■ **文書抜粋**:
______________________________
原田眞人監督による日本のドラマ映画。出演は役所宏司、樹木希林、三國連太郎。

 

 

<あらすじ>

 

作家の井上洪作は、容態の悪くなった父親を見舞い、父と母の謎の行動に首を傾げながらも帰宅した。数日後、父の容態は急変して亡くなったと知らせが届いた。葬儀のために再び実家に戻ると、母親の八重は痴呆症が進んでいると判明した。

 

八重は、洪作が引き取った。痴呆症の母親がやってきたことで一家は大混乱になった。洪作は、母親をしたいながらも、幼いころに母に捨てられ、妾の家に預けられていた疑念を持っており、母親と上手く接することができないのだった。そこで、三女の琴子が伊豆の別荘で八重と暮らすことになった。

 

ところが、八重の痴呆症はますます進行していた。八重は徘徊するようになっており、息子に会いたいからと港まで車に乗せてもらう。洪作は必死に追いかけ、母親に会う。すると母親は、ようやく会えたと口にした。妾に居場所を聞いても教えてくれないと。

 

戦争中のこと、八重たちは台湾に疎開することになった。長男だった洪作は、血筋を絶やさないために日本に残ることになり、祖父の妾に預けられた。八重はそれが嫌で洪作に会いたいと願い、洪作は捨てられたと思い込んでいたのだ。この一件以来、八重の徘徊は収まった。

 

そして、八重もまた死んでいった。

 

<雑感>

 

原田眞人監督はいいねぇ。何もかもがいい。他の映画で「なんか嫌だな」と顔をしかめる俳優や女優も、嫌味なくスッキリした人間に撮ってくれる。変に気になるところがないから、物語の中にすんなり入り込める。映画なんだから物語の世界に没入させてくれないと。

 

それをごく自然にやってくれるのが原田眞人監督なんだね。洪作のわだかまりが解けるシーンの、樹木希林の演技が素晴らしい。

 

☆5.0。良い映画は、何も言わずに楽しむに限るね。
______________________________
■ **行一覧**:

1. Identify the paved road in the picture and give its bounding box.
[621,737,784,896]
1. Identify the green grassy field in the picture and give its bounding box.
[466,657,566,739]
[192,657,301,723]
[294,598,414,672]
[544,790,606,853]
______________________________
映画の紹介文について、次の問いに答えてください。
(a) 葬儀のために実家に戻った洪作に、母親の八重について何がわかったか。
(b) 伊豆の別荘で八重と暮らすことになったのは誰か。
(c) 戦争中、八重たちはどこに疎開することになったか。
行はこの作業には関係しない。

(a) 八重の痴呆症が進んでいること。
(b) 三女の琴子。
(c) 台湾。